* Task instructions:
Can you express these records as a two-column CSV with the headers "record" and "points", one row per record, placing each record's text and its answer in a single quoted field apiece, with line breaks turned into spaces and the pictures left out?

(Image object location records)
============================================================
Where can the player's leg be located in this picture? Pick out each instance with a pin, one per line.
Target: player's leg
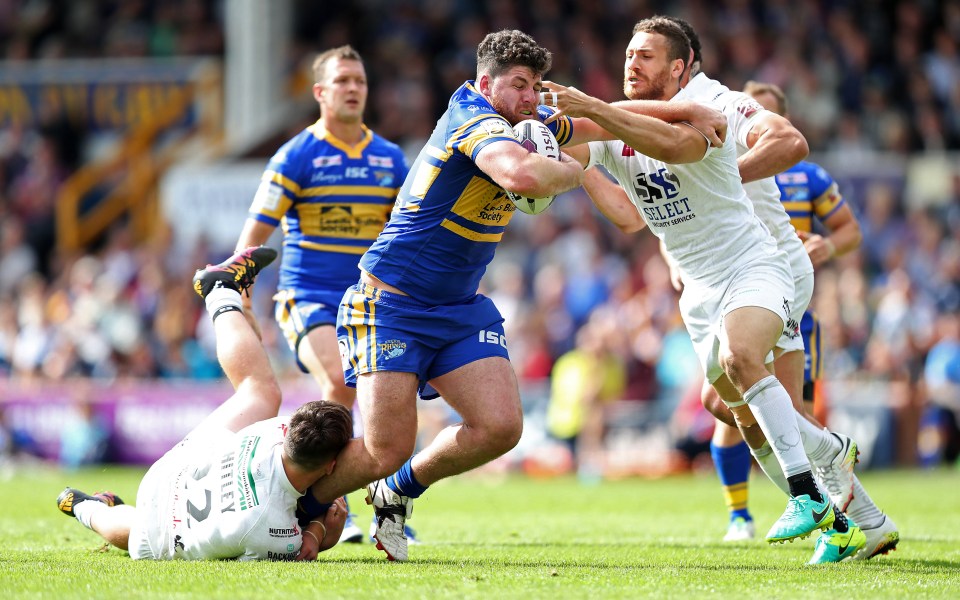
(307, 320)
(486, 396)
(240, 352)
(731, 458)
(748, 335)
(881, 534)
(103, 512)
(318, 352)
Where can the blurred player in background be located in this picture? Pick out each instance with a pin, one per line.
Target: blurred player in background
(739, 286)
(415, 315)
(198, 500)
(332, 187)
(809, 194)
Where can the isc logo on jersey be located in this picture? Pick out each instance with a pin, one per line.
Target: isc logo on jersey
(492, 337)
(535, 137)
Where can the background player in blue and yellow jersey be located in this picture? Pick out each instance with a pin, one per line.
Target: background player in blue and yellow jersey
(416, 315)
(332, 187)
(810, 195)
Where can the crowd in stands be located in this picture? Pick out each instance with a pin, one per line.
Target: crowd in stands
(859, 80)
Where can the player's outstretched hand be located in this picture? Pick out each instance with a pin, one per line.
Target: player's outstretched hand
(568, 101)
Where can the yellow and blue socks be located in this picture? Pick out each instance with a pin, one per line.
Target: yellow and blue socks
(404, 483)
(733, 467)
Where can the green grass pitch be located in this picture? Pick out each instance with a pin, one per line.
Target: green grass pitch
(491, 537)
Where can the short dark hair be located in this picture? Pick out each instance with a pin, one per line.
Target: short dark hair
(678, 45)
(509, 48)
(692, 37)
(753, 88)
(317, 432)
(342, 52)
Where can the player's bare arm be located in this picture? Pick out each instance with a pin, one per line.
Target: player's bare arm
(516, 170)
(708, 121)
(844, 237)
(775, 146)
(673, 144)
(612, 201)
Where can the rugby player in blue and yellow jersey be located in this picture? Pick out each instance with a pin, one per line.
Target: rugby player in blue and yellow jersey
(416, 314)
(332, 188)
(810, 194)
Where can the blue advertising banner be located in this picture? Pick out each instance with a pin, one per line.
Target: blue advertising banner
(96, 94)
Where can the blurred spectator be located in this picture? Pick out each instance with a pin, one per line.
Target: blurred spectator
(942, 375)
(83, 441)
(862, 78)
(583, 381)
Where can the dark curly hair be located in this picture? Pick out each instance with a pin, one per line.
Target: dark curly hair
(317, 432)
(691, 34)
(678, 46)
(509, 48)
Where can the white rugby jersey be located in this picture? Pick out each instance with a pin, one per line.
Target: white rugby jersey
(234, 500)
(699, 209)
(741, 111)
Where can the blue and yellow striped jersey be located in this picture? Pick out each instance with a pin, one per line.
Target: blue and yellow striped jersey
(449, 215)
(807, 190)
(332, 200)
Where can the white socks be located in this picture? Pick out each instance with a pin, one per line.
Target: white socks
(771, 466)
(222, 299)
(774, 412)
(85, 511)
(821, 445)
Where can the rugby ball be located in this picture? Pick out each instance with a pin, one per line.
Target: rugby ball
(535, 137)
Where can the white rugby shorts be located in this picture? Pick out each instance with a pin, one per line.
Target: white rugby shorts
(765, 281)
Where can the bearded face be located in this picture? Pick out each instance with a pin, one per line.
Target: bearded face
(648, 73)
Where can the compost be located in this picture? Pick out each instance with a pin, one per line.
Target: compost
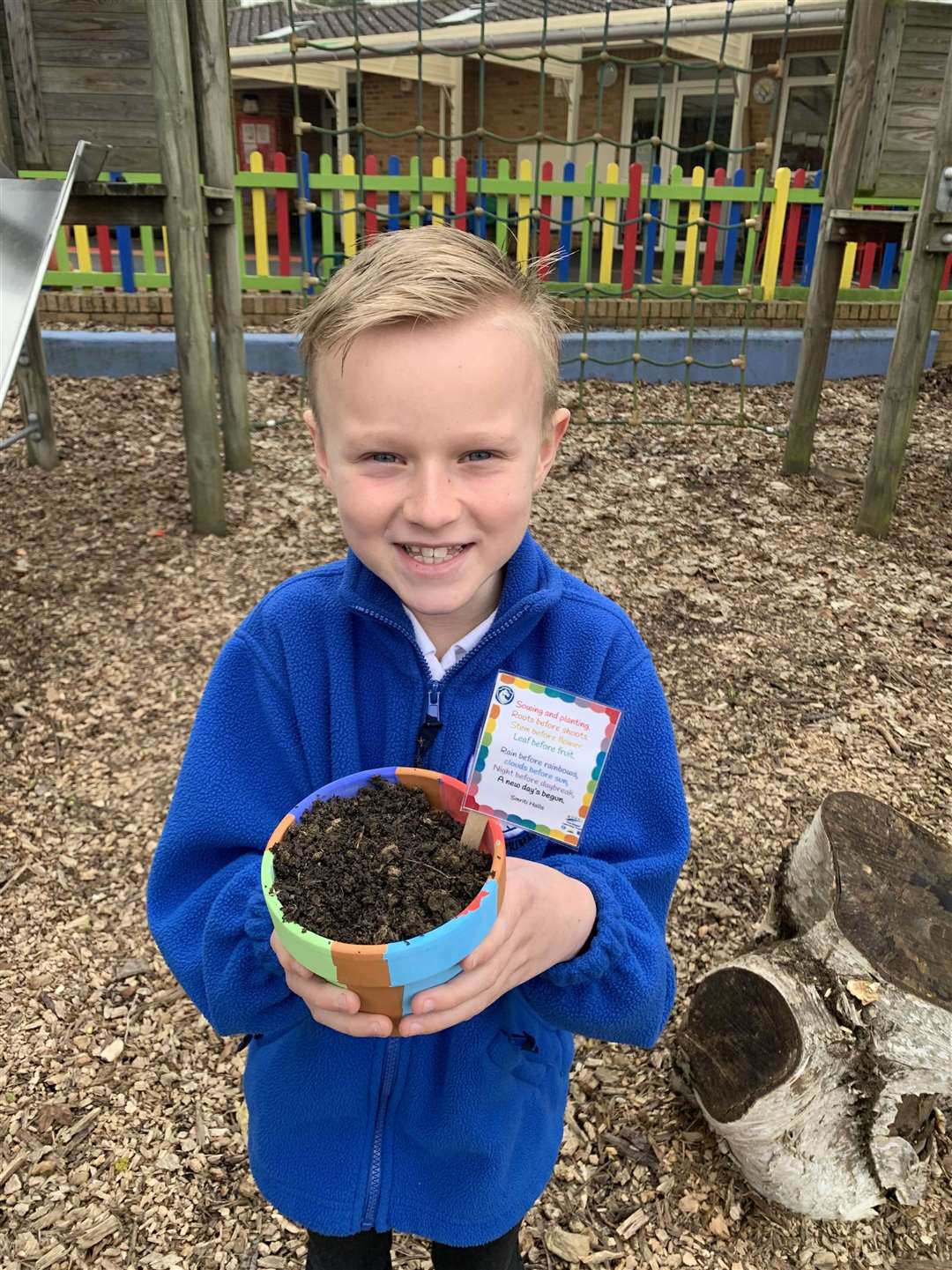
(376, 867)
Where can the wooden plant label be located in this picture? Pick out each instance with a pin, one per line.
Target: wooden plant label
(540, 757)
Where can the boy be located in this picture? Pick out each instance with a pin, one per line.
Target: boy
(432, 368)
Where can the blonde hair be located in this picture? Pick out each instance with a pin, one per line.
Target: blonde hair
(428, 274)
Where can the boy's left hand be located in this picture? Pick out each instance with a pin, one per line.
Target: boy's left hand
(546, 918)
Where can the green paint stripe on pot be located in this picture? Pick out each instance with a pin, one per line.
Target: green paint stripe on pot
(311, 950)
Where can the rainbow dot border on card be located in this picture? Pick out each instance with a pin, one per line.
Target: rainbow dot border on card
(486, 740)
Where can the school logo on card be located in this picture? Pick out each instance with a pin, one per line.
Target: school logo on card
(539, 757)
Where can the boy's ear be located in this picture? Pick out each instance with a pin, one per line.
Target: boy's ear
(553, 434)
(318, 442)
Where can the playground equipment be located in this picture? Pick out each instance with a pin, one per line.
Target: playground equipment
(31, 212)
(172, 83)
(892, 134)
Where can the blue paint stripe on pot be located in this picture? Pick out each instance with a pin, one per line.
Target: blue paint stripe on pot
(771, 353)
(344, 788)
(439, 953)
(411, 990)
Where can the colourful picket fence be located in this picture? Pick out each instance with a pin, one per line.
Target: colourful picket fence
(699, 233)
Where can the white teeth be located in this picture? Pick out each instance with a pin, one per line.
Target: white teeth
(431, 553)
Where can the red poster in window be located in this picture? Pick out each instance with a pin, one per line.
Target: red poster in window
(256, 132)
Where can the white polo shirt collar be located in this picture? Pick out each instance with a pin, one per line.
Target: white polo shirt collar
(457, 650)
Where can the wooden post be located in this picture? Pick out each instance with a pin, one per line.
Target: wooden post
(26, 81)
(911, 342)
(842, 167)
(184, 218)
(216, 152)
(32, 385)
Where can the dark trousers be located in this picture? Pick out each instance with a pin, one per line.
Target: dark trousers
(370, 1250)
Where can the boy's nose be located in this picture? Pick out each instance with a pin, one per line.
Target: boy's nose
(431, 501)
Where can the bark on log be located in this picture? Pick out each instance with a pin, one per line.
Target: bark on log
(817, 1053)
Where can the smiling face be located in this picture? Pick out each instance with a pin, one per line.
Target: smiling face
(432, 441)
============================================================
* Solution:
record,points
"Where can the player's leg be located in this picture? Pick out each instance with a pin, one per line. Target: player's leg","(307, 320) (486, 396) (240, 352) (731, 458) (748, 335) (881, 534) (103, 512) (318, 352)"
"Where can the blurred player in background be located in this picture? Pick out each instance with a pin, one per line. Target: blurred player in background","(739, 286) (415, 315) (198, 500) (332, 187) (809, 194)"
"Where can the isc logo on jersey be located in this picture? Pick out each instance with a pin, one per line. Target: isc logo on jersey","(492, 337) (535, 137)"
"Where can the background player in blue and yellow jersey be located in this picture? Pick out each instance with a pin, one per line. Target: background player in blue and yellow jersey","(416, 315) (332, 187) (810, 195)"
"Where can the crowd in stands be located in this picture? Pick out each instance with a pin, one per line. Target: crowd in stands","(859, 80)"
"Where can the player's outstretched hand be located in this picture? Pick out each instance with a pin, one per line. Target: player's outstretched hand","(568, 101)"
"Where can the yellow and blue socks be located in this picture? Pick out each instance with a pin, one per line. Target: yellow and blue socks","(404, 483) (733, 467)"
"Where can the green grass pitch be located in this picture? Pick out each instance with a pin, one per line. Target: green grass pitch","(491, 537)"
"Where can the short dark hair be located in this picture? Pick out each instance with a pin, one per line. Target: short dark hair","(678, 45) (509, 48) (692, 37) (753, 88) (317, 432) (342, 52)"
"Where can the player's bare arm be located in this picture? Pick out each instance with a pin, one per line. Target: player's bare arm","(516, 170) (708, 121) (844, 237) (775, 146) (673, 144) (612, 201)"
"Where can the rugby player in blue and yellow jersey be located in this picture? Pick out each instance with a pin, one per line. Target: rugby player in blue and yellow jersey","(416, 314) (332, 188) (810, 194)"
"Where can the blue advertising banner be located in this picture? Pick out each instance with a pin, one per line. Target: blue advertising banner","(96, 94)"
"Where can the blurred spectator be located in this picture? Pick out each instance with a pin, one per line. Target: blurred spectator","(942, 375) (83, 441) (862, 78) (583, 381)"
"Where can the dark curly hair be located in this picture? Pick out each instance with a pin, one per line. Target: dark curly hair","(317, 432) (691, 34) (678, 46) (509, 48)"
"Where can the white rugby jersey be located in this picture? Pick out each instance with a pin, one per line. Target: white rugby jersey","(234, 500) (699, 209) (741, 111)"
"Where can the blue and yellow striped jersey be located in this picture? Pick out each instance with a pin, one per line. Target: blue and yellow striped jersey","(449, 215) (807, 190) (332, 200)"
"Where can the white socks be located in this picture? Pick out each instance with a pin, one per line. Target: white socks","(771, 466) (222, 299) (774, 412) (85, 511) (821, 445)"
"Where can the rugby ball be located in this picture? Pick out each instance with a pin, one per line. Target: rugby ball","(535, 137)"
"Where can the white rugby shorts be located in this picture? Pick out each instance with a pin, one per line. Target: white rugby shorts","(765, 281)"
"Where can the bearded face be located in this picture? Pick out each instance with a pin, one per line. Target: bearded face","(648, 73)"
"Where can the compost be located in this picture? Pick out each instance with a pin, one per line. Target: compost","(376, 867)"
"Where can the wooden plant label be located in this picture? Pick out each instance with a pin, one per line. Target: wooden plant label","(540, 757)"
"Where can the boy be located in this picture? Pick out each instance with a pin, one per line. Target: boy","(432, 368)"
"Where can the blonde hair be located in this picture? Pick out each instance with a pin, one per line. Target: blonde hair","(428, 274)"
"Where can the boy's left hand be located in this picture? Pick out each instance with a pin, one per line. Target: boy's left hand","(546, 918)"
"Where can the green paint stripe on pot be located in this picture? Pick out each instance with a pin, one per line. Target: green paint stripe on pot","(311, 950)"
"Where can the rainbow dot border on card be located in this picture? Pick out each instance with a pin, one per line. Target: rainbow dot border on card","(486, 740)"
"Where can the school logo on card be located in this picture? Pick out each instance with a pin, one per line. Target: school logo on card","(539, 757)"
"Where can the boy's ear be located in this picture? Pick out each instance with a pin, one per line. Target: boy's ear","(553, 434) (318, 442)"
"Where can the playground equipment be located in this picture? Pick out each instance with a pin, one per line. Target: playground equipment","(31, 212) (172, 83) (892, 134)"
"Where can the blue paint stripe on pot be located in this picture? Pick out each instance with a pin, one per line. Target: blue paint stripe on pot","(771, 353) (344, 788) (439, 953) (411, 990)"
"Where can the colourful picket fence be located in this picture? Pick out each instance with a pin, one per line. Target: colourful picket fence","(699, 233)"
"Where can the white teeth be located in this picture? Pick out each instance with a pin, one per line. Target: white teeth","(431, 553)"
"Where can the red poster in window be located in this picture? Pick out each instance with a pin, one per line. Target: red poster in window","(256, 132)"
"Where can the white polo shirt collar be located in this picture? Pick out each instance with a pin, one per line. Target: white polo shirt collar","(457, 650)"
"Where can the wooden post be located in this picture? Pick out each instance with a pin, one per line. Target: wooden post","(26, 81) (911, 342) (842, 167) (184, 218) (216, 152) (32, 385)"
"Where can the dark trousers be located in this picture? Pick out each instance with a pin, one per line. Target: dark trousers","(370, 1250)"
"Where can the boy's nose be located in this picture? Pick out each instance with a pin, one per line. Target: boy's nose","(431, 501)"
"Where can the bark on log be located in this picture? Pick out each instance with a pin, one per line. Target: bark on log","(817, 1053)"
"Where can the smiling face be located in this picture? Pick out each instance with a pin, one per line. Target: smiling face","(432, 441)"